GIVEN TASK:
Identify every line below that contains the string "pole", and copy each of those lines in full. Case counts.

RECORDS PROVIDED:
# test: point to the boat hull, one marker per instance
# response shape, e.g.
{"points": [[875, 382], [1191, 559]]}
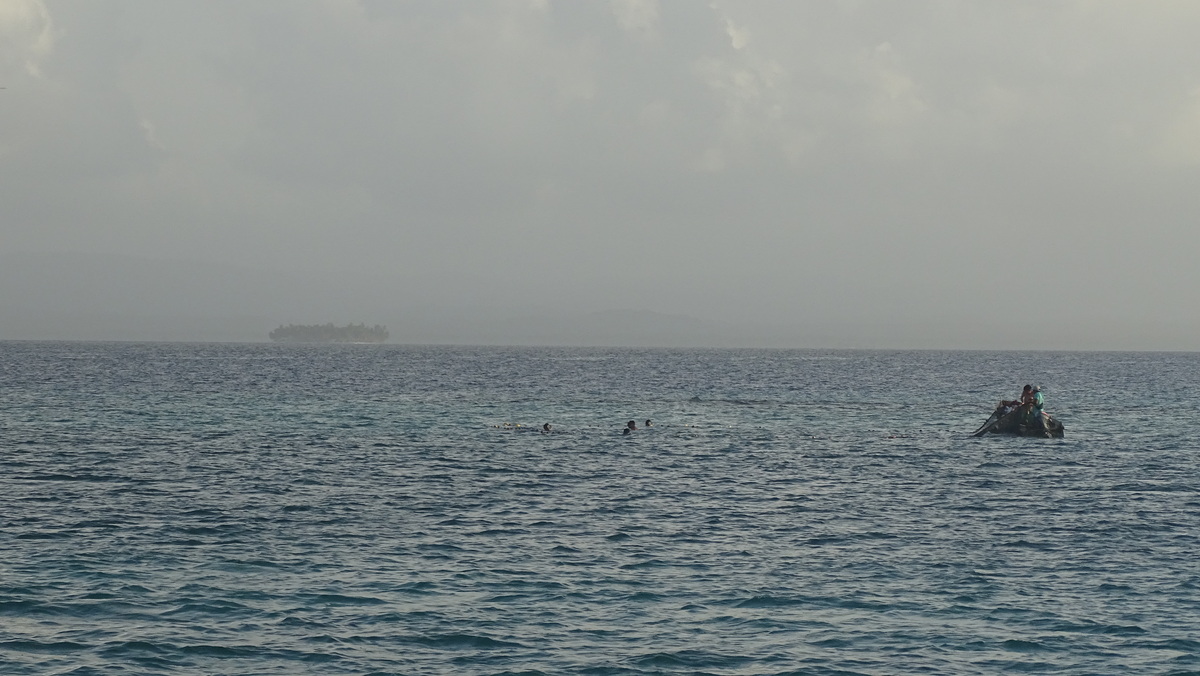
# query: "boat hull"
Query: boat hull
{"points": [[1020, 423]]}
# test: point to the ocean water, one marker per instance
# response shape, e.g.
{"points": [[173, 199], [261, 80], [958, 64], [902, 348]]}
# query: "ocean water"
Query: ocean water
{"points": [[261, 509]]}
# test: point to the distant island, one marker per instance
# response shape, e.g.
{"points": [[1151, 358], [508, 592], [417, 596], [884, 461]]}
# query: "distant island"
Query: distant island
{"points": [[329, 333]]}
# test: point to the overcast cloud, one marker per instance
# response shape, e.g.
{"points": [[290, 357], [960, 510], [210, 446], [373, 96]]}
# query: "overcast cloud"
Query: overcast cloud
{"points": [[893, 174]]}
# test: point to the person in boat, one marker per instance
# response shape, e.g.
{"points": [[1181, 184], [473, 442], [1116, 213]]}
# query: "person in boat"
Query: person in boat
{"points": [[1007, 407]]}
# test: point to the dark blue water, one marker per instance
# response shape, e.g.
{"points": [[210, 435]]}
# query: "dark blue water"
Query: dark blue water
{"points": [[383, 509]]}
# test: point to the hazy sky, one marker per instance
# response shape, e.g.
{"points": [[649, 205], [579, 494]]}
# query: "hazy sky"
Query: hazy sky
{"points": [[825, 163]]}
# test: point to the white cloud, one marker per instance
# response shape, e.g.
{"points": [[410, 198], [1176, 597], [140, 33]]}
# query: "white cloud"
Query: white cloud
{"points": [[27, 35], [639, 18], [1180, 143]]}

...

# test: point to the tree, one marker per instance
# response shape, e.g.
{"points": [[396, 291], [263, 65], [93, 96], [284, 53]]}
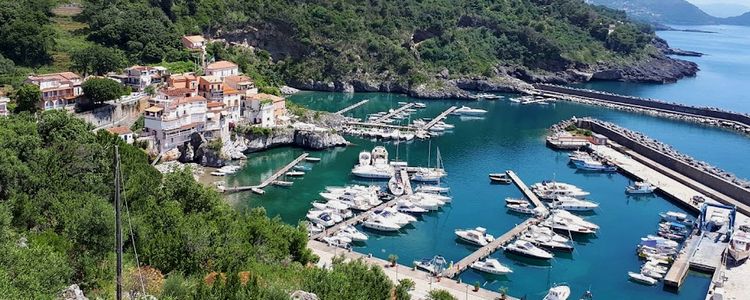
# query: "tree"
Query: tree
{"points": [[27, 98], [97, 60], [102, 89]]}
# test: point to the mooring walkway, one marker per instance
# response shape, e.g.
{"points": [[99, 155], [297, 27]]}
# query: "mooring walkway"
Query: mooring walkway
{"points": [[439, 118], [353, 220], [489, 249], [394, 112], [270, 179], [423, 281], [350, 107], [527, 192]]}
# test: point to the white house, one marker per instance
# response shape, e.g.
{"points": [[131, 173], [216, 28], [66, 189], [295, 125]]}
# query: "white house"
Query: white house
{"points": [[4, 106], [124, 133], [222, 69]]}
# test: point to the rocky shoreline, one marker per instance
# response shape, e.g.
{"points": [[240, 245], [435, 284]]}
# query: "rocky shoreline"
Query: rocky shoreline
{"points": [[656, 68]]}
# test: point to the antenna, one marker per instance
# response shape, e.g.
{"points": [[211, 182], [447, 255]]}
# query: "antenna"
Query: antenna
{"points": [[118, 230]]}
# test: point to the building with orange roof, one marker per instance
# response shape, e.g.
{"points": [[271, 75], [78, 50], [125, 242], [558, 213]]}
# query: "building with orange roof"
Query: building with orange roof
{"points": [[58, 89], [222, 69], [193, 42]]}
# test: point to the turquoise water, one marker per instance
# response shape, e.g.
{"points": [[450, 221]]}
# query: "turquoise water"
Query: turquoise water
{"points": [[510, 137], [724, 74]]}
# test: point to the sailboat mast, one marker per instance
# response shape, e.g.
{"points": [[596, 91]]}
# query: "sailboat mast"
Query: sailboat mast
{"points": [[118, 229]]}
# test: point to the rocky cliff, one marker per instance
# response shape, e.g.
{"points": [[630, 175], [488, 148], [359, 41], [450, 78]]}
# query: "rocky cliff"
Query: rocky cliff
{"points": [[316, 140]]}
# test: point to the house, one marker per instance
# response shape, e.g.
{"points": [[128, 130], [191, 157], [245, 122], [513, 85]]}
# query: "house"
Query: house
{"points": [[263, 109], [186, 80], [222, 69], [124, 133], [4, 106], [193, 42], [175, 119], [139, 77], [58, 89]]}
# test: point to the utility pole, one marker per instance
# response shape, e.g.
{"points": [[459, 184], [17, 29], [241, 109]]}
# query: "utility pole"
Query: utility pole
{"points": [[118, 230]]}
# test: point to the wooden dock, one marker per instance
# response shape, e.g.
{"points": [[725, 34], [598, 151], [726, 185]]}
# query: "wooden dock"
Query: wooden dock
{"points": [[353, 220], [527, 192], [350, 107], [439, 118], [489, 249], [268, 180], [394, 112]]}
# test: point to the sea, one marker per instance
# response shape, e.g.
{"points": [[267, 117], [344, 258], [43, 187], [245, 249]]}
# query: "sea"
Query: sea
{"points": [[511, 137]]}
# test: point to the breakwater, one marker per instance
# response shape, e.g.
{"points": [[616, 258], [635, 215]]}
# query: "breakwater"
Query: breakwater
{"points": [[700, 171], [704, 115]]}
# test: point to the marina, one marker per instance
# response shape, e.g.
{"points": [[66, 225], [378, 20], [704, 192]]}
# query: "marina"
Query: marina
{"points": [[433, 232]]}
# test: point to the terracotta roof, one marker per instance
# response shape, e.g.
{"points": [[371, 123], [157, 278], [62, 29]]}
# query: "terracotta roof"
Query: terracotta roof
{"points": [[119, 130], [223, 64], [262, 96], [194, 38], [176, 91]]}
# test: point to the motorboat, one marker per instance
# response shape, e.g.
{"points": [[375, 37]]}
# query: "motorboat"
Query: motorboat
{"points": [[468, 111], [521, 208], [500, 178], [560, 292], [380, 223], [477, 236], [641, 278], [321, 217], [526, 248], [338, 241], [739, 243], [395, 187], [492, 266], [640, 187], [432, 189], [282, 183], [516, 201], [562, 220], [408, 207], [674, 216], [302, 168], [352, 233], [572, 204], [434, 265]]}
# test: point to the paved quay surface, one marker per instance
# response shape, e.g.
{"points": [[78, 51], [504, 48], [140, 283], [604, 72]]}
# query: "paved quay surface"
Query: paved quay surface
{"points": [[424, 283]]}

WORKED ANSWER:
# test: point to the utility pole, one marker per instance
# query: "utility pole"
Query: utility pole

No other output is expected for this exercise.